§ **WHAT IS ASKED**: Rewrite every item below, replacing "match tally" with "object count" and leaving all other text unchanged. Omit the pictures from your output.
- - - -
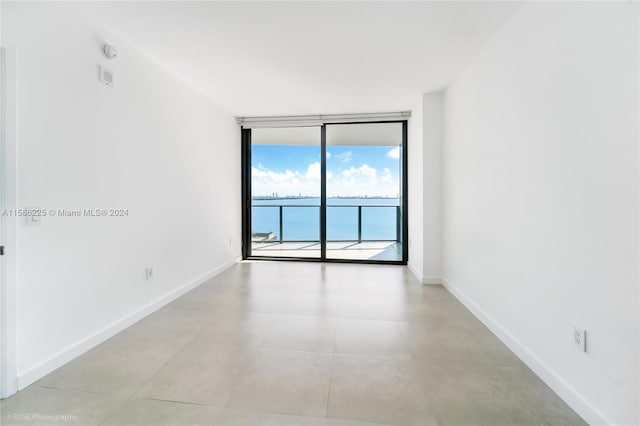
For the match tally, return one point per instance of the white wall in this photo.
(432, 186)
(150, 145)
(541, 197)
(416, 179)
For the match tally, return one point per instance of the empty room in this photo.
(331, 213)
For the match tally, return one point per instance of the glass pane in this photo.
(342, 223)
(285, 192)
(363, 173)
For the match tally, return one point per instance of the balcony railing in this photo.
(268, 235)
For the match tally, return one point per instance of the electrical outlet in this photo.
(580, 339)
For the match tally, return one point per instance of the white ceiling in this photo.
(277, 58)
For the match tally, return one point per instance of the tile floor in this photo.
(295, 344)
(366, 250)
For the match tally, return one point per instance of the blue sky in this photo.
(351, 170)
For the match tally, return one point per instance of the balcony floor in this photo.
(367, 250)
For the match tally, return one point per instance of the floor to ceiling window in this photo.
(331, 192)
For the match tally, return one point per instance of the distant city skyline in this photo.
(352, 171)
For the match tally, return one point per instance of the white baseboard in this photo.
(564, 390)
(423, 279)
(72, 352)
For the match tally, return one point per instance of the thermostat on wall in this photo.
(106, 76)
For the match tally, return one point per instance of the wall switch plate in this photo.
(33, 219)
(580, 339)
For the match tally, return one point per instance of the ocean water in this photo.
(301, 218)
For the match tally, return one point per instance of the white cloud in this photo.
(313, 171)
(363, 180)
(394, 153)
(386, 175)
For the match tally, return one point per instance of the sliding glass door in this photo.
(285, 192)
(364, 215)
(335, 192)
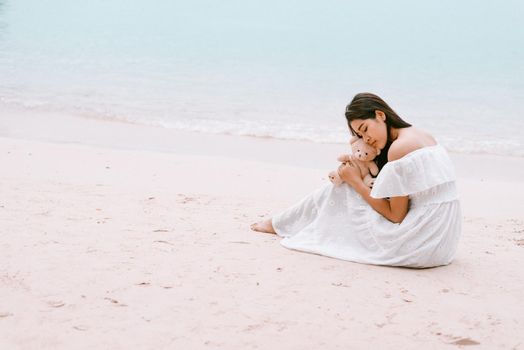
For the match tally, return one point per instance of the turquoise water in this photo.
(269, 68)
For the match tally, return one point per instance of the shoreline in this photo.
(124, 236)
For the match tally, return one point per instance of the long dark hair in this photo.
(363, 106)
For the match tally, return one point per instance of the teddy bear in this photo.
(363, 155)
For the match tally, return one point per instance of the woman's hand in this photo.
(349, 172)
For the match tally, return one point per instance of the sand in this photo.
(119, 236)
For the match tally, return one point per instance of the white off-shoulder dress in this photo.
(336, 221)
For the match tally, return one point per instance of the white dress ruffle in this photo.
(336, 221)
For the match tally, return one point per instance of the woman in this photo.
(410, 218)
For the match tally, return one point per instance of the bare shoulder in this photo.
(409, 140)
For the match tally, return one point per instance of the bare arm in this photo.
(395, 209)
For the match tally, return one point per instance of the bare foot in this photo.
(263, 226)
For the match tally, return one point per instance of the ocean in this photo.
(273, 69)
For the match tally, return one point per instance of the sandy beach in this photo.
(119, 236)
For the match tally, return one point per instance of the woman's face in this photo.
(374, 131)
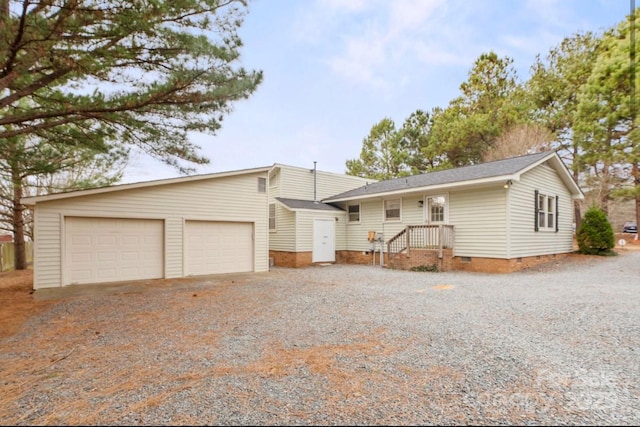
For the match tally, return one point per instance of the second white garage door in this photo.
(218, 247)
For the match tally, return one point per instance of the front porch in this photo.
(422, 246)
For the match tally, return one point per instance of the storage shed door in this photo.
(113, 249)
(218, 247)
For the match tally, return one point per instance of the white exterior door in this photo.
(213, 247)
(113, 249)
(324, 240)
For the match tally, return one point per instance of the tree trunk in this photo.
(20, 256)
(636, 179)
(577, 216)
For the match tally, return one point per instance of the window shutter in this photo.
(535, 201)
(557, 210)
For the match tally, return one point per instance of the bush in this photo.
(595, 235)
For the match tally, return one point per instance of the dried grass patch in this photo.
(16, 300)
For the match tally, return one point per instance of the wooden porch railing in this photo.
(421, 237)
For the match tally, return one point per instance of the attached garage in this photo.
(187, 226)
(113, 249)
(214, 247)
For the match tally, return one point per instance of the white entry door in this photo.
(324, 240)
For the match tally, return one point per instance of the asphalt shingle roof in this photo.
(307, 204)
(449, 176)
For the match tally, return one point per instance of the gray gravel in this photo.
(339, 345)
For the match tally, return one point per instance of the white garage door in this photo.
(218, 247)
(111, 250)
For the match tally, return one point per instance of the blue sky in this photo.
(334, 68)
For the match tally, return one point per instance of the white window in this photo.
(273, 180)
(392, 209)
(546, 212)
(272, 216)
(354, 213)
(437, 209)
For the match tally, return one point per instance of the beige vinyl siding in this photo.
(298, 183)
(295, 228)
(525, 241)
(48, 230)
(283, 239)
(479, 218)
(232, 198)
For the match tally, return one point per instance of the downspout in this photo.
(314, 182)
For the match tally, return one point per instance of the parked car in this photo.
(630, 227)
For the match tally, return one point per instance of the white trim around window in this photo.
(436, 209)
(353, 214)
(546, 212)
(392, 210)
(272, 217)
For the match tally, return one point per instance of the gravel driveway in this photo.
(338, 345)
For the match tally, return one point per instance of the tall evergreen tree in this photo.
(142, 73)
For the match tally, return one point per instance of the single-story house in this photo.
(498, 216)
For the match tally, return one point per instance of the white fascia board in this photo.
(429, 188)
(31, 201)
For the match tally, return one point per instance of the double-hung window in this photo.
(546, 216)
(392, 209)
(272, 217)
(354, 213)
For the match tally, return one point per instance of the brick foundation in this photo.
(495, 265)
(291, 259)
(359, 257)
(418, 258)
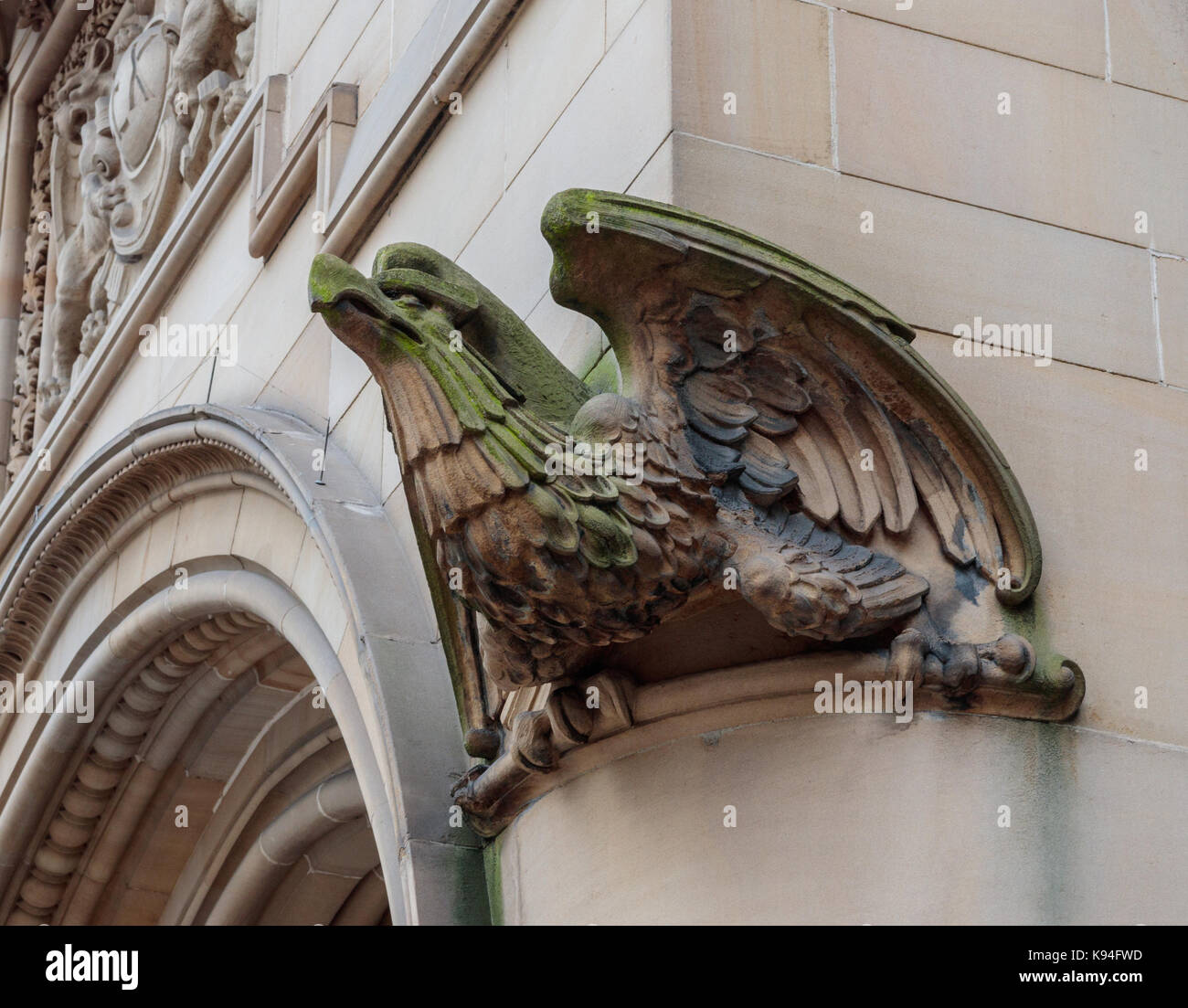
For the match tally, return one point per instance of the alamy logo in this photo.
- - - -
§ **CORRECT RESPONSE**:
For the object count, return one point per instance of the white wall in this photo.
(432, 186)
(150, 145)
(541, 197)
(416, 179)
For the object count, return one point per instance of the empty room in this photo.
(331, 213)
For the object count, return one point per instance of the glass pane in this photo.
(342, 223)
(285, 192)
(363, 173)
For the object count, return one point per instance of the balcony railing in this photo.
(268, 235)
For the object count, return one point per instance of the electrical outlet in this photo.
(580, 339)
For the object count, return one point per instance of the white ceiling in this photo.
(277, 58)
For the object count, return one point per instance of the tile floor in this photo.
(295, 344)
(366, 250)
For the object count, return one point per instance of the blue sky in this photo.
(351, 170)
For the object count, return one point per instance of the balcony floor in this photo.
(367, 250)
For the object count, return one point per instance of the floor to ceiling window in this photo.
(331, 192)
For the object count, return one point per instance of the distant city skyline in this photo.
(352, 171)
For the object count, return one point per instance of the white baseboard in this photo.
(564, 390)
(423, 279)
(72, 352)
For the object count, return one point per instance of the thermostat on wall in this photo.
(106, 76)
For the object count, return one point per instance of the wall switch plate in this photo.
(33, 219)
(580, 339)
For the object count, return one point per instance of the ocean water in this photo.
(301, 218)
For the object count, return one point per instance of the white cloud in this photo.
(313, 171)
(363, 180)
(394, 153)
(386, 175)
For the object count, return one point per instance of the sliding glass door in this photo.
(285, 192)
(364, 215)
(335, 192)
For the object count, return one point per instance of the turquoise water in this photo.
(269, 68)
For the object count, return one point per instance of the shoreline in this photo.
(124, 236)
For the object count, return one point per instance of the long dark hair in this photo.
(363, 106)
For the object count, return one point per instance of the teddy bear in this photo.
(363, 155)
For the object count, return one point per instance of the woman's hand in this photo.
(349, 172)
For the object count, return one point per instance of the sand in this photo.
(119, 236)
For the object count, return one point per instance of the white off-shoulder dress in this photo.
(336, 221)
For the object count, return one point per instance of the white dress ruffle in this photo.
(336, 221)
For the object count, return one point per instance of the woman in this photo.
(410, 218)
For the object count, return one point per instance of the bare shoulder in this photo.
(409, 140)
For the object count, return one point per instance of the bare arm in this photo.
(395, 209)
For the object count, return one point per instance of the bare foot in this photo.
(263, 226)
For the object count, return one point per instance of the ocean in this photo.
(273, 69)
For the object count, return one point per instance of the sandy beach in this photo.
(119, 236)
For the object count, return one point per instance of the woman's face in this photo.
(374, 131)
For the object count, return one point per instance of the second white garage door in this photo.
(218, 247)
For the object count, return one point per instance of the front porch in this photo.
(422, 246)
For the object count, return one point per instance of the storage shed door in this photo.
(113, 249)
(218, 247)
For the object count, return one point per instance of the white exterior door in this photo.
(213, 247)
(113, 249)
(324, 240)
For the object count, return one point per instance of the tree trunk in this photo.
(20, 256)
(636, 179)
(577, 216)
For the object count, return one point per instance of the window shutter in this photo.
(535, 201)
(557, 210)
For the object count, return one point per instance of the bush in this photo.
(595, 235)
For the object count, return one point per instance of the dried grass patch in this photo.
(16, 300)
For the object count, return one point per instance of the wooden porch railing in this photo.
(421, 237)
For the object count, return one point per instance of the attached garage in this photo.
(187, 226)
(113, 249)
(214, 247)
For the object count, return one point per instance of the white entry door in this photo.
(324, 240)
For the object count, return one point per instance of the asphalt shingle roof in this photo.
(307, 204)
(449, 176)
For the object count, return one point per instance of the gray gravel in this photo.
(339, 345)
For the object count, return one point per instance of the white garage door in this photo.
(218, 247)
(111, 250)
For the object count, return one point per instance of the blue sky in this photo.
(334, 68)
For the object count, return one point per instance of the white window in this photo.
(273, 180)
(392, 209)
(546, 212)
(272, 216)
(354, 213)
(437, 209)
For the object count, return one point per instance of the beige vinyl siding in this photo.
(298, 183)
(295, 228)
(525, 241)
(48, 230)
(283, 239)
(479, 218)
(232, 198)
For the object count, return one point per instance of the downspout in this photo.
(314, 182)
For the object count, return one point per instance of the parked car in this photo.
(630, 227)
For the object count, return one point per instance of the white trim around window in this photo.
(436, 209)
(353, 214)
(546, 212)
(392, 210)
(272, 217)
For the object count, return one point per instance of the gravel driveway in this photo.
(338, 345)
For the object count, return one point per instance of the tall evergreen tree in this photo.
(142, 73)
For the object count, return one point per instance of the single-story house in this photo.
(498, 216)
For the object count, return one point per instance of the white fascia board in this photo.
(429, 188)
(31, 201)
For the object count, return one point per instance of the double-hung window in this photo.
(546, 216)
(392, 209)
(272, 217)
(354, 213)
For the object count, return one point per instance of the brick foundation in this photo.
(495, 265)
(291, 259)
(359, 257)
(418, 258)
For the object count, return one point per instance of the alamy logo in this photo.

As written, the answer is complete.